# Skunky people



## selina20 (May 28, 2008)

Can someone who has knowledge of skunks pm me as i need advice and dont really want to go into detail on here. Thanks in advance.


----------



## Loderuna (Mar 9, 2010)

pm sent.


----------



## selina20 (May 28, 2008)

Anyone else about?


----------



## Emmaj (Dec 3, 2007)

me but you have already spoken to me an me not be much help


----------



## selina20 (May 28, 2008)

Emmaj said:


> me but you have already spoken to me an me not be much help


Hun you did help .

Got some good info together so going to look some of it up. 

Just hope it dont happen to you hun cos thats the last thing ya need.


----------



## Emmaj (Dec 3, 2007)

selina20 said:


> Hun you did help .
> 
> Got some good info together so going to look some of it up.
> 
> Just hope it dont happen to you hun cos thats the last thing ya need.


 
tell me about it i have a firm eye on a certain someone thats a fact


----------



## carlycharlie (Jan 16, 2008)

Hope you get it sorted out Selina :2thumb:


----------



## sam gamgee (Apr 8, 2009)

Hi, have pm`d ya but if Emma cant help dunno who can.....that guy in Gloucestershire (breeder, cant remember his name, we have one of his girls....).

Dave


----------



## selina20 (May 28, 2008)

Emmaj said:


> tell me about it i have a firm eye on a certain someone thats a fact


Sorry hun but i had to let ya know. Besides i love the chats with my best mate. Love ya xxx



carlycharlie said:


> Hope you get it sorted out Selina :2thumb:


Oh so do i lmao.


----------



## Emmaj (Dec 3, 2007)

sam gamgee said:


> Hi, have pm`d ya but if Emma cant help dunno who can.....that guy in Gloucestershire (breeder, cant remember his name, we have one of his girls....).
> 
> Dave


Not so much i couldnt help more a fact of never come across it before but selina warned me also for other reasons which im very grateful of 


is it stoaty your on about dave hun ?


----------



## sam gamgee (Apr 8, 2009)

* [INFORMATION SUPPLIED]
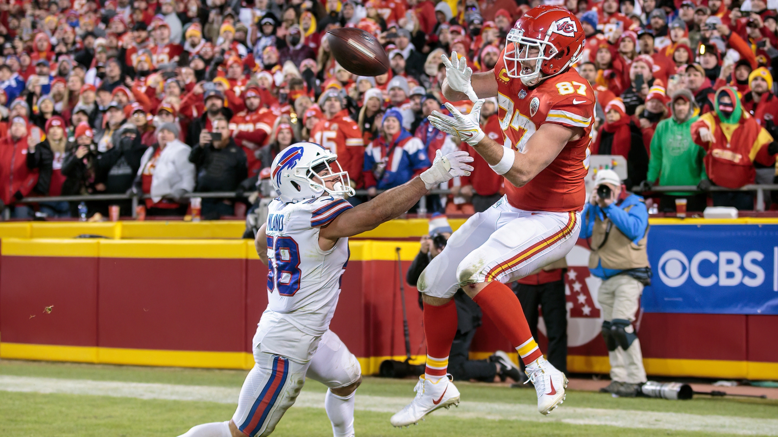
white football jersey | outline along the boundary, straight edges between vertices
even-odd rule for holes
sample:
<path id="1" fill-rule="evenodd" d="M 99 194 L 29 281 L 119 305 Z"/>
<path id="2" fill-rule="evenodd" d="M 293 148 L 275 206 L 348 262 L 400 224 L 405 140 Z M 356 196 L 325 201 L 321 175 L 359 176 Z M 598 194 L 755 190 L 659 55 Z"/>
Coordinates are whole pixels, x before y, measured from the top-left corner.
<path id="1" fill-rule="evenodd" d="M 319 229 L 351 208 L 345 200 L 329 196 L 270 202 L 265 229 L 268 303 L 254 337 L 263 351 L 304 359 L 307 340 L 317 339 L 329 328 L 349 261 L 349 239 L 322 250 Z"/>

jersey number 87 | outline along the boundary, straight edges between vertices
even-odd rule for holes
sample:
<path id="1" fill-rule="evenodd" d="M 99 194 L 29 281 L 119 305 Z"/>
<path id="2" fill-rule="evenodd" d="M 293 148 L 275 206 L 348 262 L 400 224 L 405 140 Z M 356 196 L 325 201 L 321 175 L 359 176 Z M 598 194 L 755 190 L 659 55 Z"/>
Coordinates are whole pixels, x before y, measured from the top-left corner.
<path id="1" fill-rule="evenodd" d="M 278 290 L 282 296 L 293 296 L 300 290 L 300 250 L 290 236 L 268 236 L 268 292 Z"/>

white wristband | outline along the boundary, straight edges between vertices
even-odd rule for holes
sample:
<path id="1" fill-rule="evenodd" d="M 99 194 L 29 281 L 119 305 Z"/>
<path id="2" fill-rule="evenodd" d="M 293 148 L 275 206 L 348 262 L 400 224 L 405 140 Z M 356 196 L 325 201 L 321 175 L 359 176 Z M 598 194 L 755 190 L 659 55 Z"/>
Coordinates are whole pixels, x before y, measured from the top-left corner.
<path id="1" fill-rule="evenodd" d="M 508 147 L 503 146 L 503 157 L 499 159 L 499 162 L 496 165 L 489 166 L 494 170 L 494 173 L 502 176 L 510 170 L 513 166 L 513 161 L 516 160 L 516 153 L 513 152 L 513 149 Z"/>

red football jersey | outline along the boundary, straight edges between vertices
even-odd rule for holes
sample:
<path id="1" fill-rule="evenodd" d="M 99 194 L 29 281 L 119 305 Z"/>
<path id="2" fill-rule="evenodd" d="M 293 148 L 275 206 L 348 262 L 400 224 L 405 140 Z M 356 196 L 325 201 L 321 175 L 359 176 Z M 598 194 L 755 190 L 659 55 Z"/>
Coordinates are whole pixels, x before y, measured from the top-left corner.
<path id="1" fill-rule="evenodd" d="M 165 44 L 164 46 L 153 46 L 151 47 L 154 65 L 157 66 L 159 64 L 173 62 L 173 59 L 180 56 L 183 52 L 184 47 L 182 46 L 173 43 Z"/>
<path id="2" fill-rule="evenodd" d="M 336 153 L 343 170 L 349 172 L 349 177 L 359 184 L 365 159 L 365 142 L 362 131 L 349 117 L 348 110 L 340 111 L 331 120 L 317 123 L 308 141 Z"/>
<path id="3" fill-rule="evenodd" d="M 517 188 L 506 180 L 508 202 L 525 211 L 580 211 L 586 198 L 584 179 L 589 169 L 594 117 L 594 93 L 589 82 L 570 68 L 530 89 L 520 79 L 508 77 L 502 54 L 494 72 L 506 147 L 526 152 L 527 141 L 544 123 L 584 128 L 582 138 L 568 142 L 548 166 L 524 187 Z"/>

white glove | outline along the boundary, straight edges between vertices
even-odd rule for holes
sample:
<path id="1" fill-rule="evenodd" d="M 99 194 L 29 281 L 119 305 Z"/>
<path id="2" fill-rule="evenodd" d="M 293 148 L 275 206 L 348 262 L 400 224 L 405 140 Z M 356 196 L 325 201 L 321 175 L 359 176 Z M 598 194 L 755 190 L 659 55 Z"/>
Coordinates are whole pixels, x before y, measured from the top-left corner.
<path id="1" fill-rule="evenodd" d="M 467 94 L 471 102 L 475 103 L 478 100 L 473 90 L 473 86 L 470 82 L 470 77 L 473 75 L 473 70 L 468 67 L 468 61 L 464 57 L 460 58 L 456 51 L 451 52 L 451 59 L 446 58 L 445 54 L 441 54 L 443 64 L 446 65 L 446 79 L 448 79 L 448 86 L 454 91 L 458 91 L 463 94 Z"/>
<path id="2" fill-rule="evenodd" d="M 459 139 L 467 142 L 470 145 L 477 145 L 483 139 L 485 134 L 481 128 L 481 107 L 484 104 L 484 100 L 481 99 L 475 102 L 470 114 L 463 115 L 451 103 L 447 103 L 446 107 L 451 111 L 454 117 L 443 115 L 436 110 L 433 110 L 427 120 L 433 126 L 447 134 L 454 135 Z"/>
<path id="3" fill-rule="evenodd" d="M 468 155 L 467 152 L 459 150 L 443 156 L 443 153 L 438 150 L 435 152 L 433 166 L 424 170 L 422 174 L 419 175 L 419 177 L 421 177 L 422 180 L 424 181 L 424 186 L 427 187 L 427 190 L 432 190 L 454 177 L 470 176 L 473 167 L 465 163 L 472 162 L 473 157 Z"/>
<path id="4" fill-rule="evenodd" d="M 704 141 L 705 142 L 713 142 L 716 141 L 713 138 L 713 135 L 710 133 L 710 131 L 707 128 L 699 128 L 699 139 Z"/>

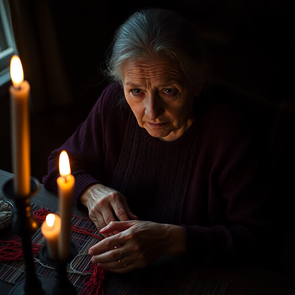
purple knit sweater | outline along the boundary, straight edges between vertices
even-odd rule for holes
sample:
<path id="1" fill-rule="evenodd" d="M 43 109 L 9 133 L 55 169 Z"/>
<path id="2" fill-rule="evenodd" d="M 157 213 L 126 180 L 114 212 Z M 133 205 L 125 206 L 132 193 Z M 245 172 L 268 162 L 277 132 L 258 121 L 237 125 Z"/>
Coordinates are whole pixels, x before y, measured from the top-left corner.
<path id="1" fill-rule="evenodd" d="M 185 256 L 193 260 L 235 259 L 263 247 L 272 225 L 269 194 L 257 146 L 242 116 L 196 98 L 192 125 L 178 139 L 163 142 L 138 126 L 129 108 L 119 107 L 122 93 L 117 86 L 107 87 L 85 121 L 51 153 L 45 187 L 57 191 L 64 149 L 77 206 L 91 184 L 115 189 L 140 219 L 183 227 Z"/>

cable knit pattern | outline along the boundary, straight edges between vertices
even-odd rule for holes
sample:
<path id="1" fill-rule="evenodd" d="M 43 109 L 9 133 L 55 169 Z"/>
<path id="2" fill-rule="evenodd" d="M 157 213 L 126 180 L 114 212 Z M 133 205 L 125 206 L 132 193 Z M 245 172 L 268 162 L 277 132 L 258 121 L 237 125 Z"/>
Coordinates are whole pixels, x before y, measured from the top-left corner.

* [GOAL] Print the passage of the skunk thread starting at "Can someone who" and ending at "(Mar 9, 2010)". The listing has no connection to the skunk thread.

* [RESULT OF THIS TASK]
Can someone who has knowledge of skunks pm me as i need advice and dont really want to go into detail on here. Thanks in advance.


----------



## Loderuna (Mar 9, 2010)